(begin)
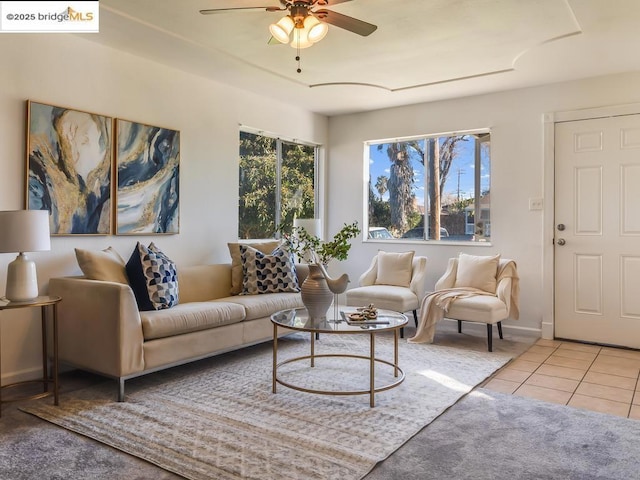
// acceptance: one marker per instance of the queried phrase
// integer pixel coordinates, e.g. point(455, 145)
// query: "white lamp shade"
point(300, 38)
point(317, 29)
point(24, 231)
point(282, 29)
point(311, 225)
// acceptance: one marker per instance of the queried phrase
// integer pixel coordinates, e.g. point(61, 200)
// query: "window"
point(441, 182)
point(277, 183)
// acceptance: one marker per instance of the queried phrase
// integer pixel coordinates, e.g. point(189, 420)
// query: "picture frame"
point(147, 169)
point(69, 168)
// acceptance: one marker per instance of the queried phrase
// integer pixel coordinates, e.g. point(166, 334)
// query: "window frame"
point(280, 140)
point(479, 133)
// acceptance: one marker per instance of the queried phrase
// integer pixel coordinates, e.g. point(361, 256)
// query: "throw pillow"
point(477, 272)
point(394, 268)
point(236, 262)
point(267, 273)
point(153, 278)
point(106, 265)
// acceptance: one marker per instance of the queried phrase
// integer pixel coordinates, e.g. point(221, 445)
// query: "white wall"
point(66, 70)
point(516, 122)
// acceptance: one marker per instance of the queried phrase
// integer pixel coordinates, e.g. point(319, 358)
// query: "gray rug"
point(223, 422)
point(494, 436)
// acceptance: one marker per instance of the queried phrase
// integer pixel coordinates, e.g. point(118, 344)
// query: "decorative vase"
point(316, 296)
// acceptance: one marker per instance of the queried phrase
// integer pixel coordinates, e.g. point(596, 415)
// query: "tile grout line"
point(583, 376)
point(531, 373)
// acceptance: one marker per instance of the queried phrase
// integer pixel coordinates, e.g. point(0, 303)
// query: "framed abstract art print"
point(148, 174)
point(69, 165)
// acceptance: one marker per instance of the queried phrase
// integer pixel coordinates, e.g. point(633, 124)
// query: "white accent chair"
point(489, 309)
point(391, 297)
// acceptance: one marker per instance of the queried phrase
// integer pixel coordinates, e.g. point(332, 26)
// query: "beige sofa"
point(102, 331)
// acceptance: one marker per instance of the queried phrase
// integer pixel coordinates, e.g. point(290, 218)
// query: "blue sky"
point(463, 163)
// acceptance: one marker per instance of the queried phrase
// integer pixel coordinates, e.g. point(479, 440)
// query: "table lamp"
point(23, 231)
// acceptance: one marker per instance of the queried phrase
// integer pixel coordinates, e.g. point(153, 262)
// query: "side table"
point(43, 302)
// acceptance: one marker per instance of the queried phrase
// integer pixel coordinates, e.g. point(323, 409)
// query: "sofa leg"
point(121, 389)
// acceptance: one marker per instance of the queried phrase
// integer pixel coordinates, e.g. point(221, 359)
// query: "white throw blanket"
point(435, 305)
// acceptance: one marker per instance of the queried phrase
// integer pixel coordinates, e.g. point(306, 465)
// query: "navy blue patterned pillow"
point(153, 278)
point(263, 273)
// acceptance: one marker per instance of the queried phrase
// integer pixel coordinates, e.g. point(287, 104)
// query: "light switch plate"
point(536, 204)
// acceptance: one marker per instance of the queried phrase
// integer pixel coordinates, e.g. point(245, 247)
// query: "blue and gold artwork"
point(69, 168)
point(148, 167)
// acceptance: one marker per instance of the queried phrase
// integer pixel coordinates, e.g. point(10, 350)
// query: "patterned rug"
point(218, 418)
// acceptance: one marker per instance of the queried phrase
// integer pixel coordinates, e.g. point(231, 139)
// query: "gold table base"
point(398, 372)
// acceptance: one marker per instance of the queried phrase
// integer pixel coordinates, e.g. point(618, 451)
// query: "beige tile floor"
point(591, 377)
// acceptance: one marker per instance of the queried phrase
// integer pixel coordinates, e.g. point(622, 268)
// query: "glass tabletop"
point(298, 319)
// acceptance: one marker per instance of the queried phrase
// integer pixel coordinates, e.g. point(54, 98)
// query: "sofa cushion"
point(264, 273)
point(153, 278)
point(189, 317)
point(106, 265)
point(236, 262)
point(259, 306)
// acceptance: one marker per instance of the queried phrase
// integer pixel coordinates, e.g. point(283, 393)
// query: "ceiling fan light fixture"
point(301, 38)
point(316, 29)
point(282, 29)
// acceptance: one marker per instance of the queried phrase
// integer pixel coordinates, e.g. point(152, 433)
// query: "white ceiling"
point(423, 50)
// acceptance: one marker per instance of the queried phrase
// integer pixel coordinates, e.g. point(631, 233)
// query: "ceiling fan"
point(305, 21)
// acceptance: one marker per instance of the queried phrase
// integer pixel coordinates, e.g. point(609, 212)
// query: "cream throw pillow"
point(394, 268)
point(236, 262)
point(106, 265)
point(477, 272)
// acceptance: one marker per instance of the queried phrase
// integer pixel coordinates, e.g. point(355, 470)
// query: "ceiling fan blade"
point(344, 21)
point(331, 3)
point(211, 11)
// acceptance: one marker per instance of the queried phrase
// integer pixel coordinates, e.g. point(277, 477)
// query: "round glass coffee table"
point(298, 319)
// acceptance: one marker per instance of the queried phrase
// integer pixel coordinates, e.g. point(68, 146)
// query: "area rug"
point(495, 436)
point(219, 418)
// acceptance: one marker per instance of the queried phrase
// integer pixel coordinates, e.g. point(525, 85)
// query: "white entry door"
point(597, 230)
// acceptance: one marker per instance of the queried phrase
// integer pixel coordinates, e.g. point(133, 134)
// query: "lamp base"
point(22, 281)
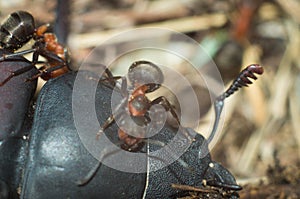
(end)
Gather every line of the listing above that contains the word "light", treating case as significant.

» Result
// query: "light switch plate"
// query: "ceiling fan light fixture"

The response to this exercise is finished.